Data records:
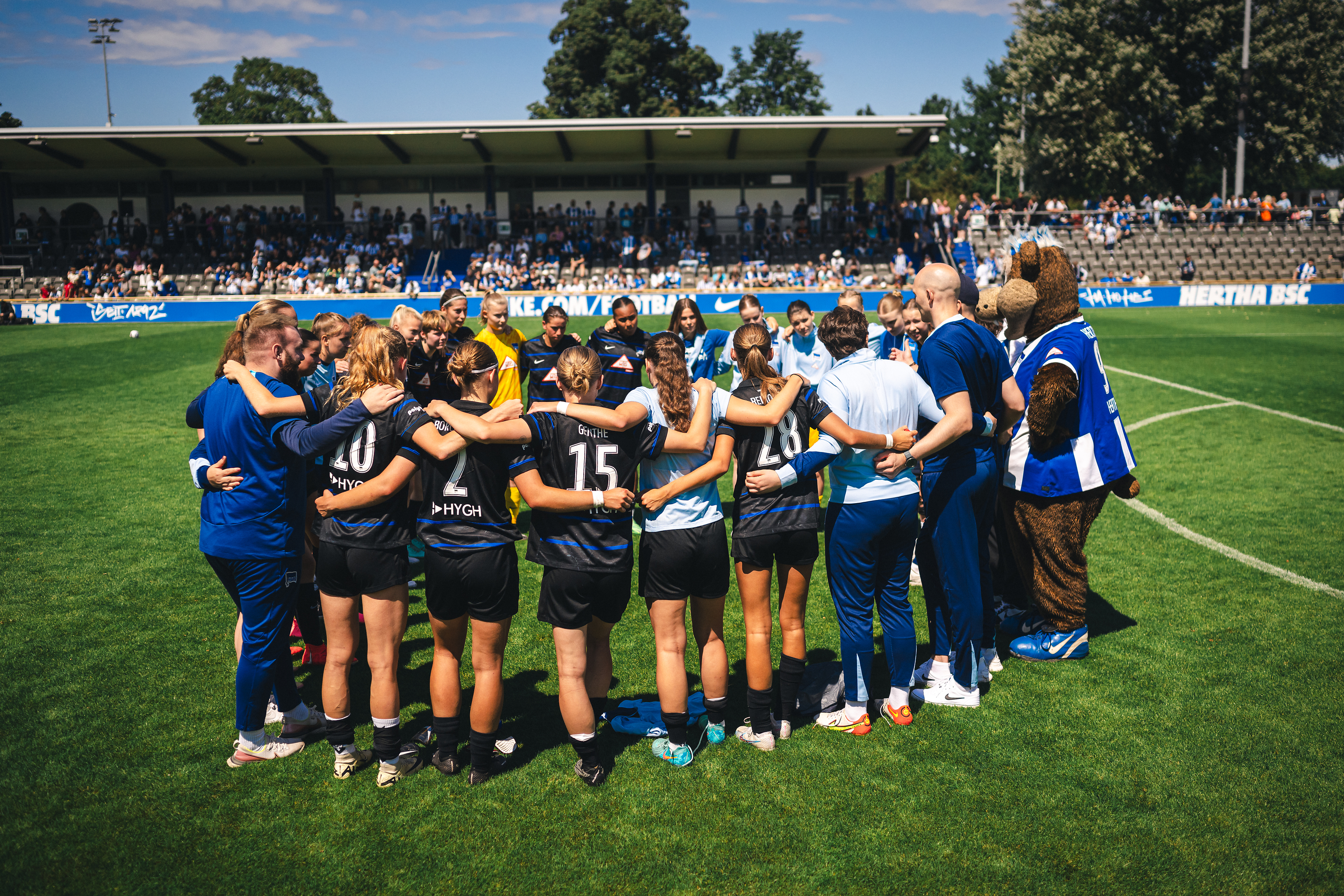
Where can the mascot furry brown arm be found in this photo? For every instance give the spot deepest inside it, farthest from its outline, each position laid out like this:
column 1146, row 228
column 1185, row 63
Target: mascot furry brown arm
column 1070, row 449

--

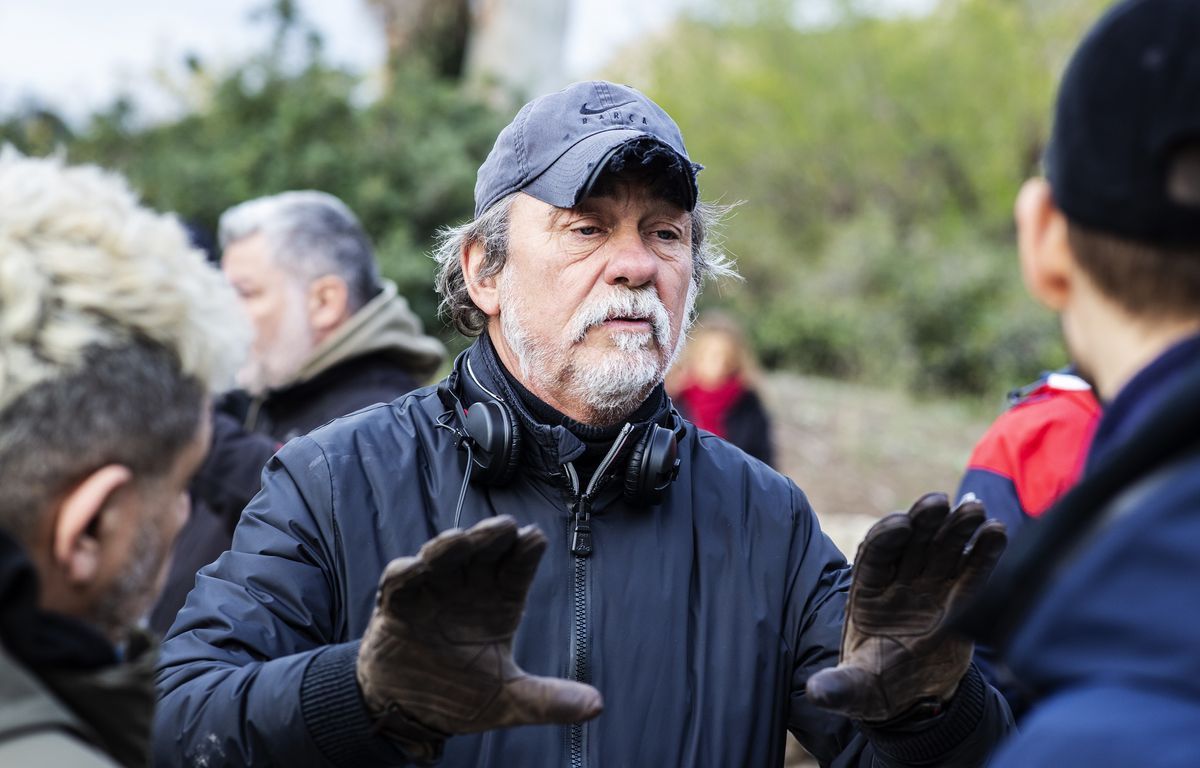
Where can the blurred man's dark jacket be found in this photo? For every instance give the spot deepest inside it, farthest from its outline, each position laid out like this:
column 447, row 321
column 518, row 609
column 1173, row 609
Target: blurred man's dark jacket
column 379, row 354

| What is required |
Lay out as a numbered list the lines of the material from the line with "Where can the blurred" to the line with "column 379, row 354", both included, leaving out any blank lines.

| Task result |
1. Where can the blurred man's dark jacket be found in this photo? For every instance give the spot deepest inside it, farthest from its outline, each position laid out like this:
2. column 447, row 321
3. column 518, row 609
4. column 1173, row 609
5. Target: blurred man's dark jacket
6. column 379, row 354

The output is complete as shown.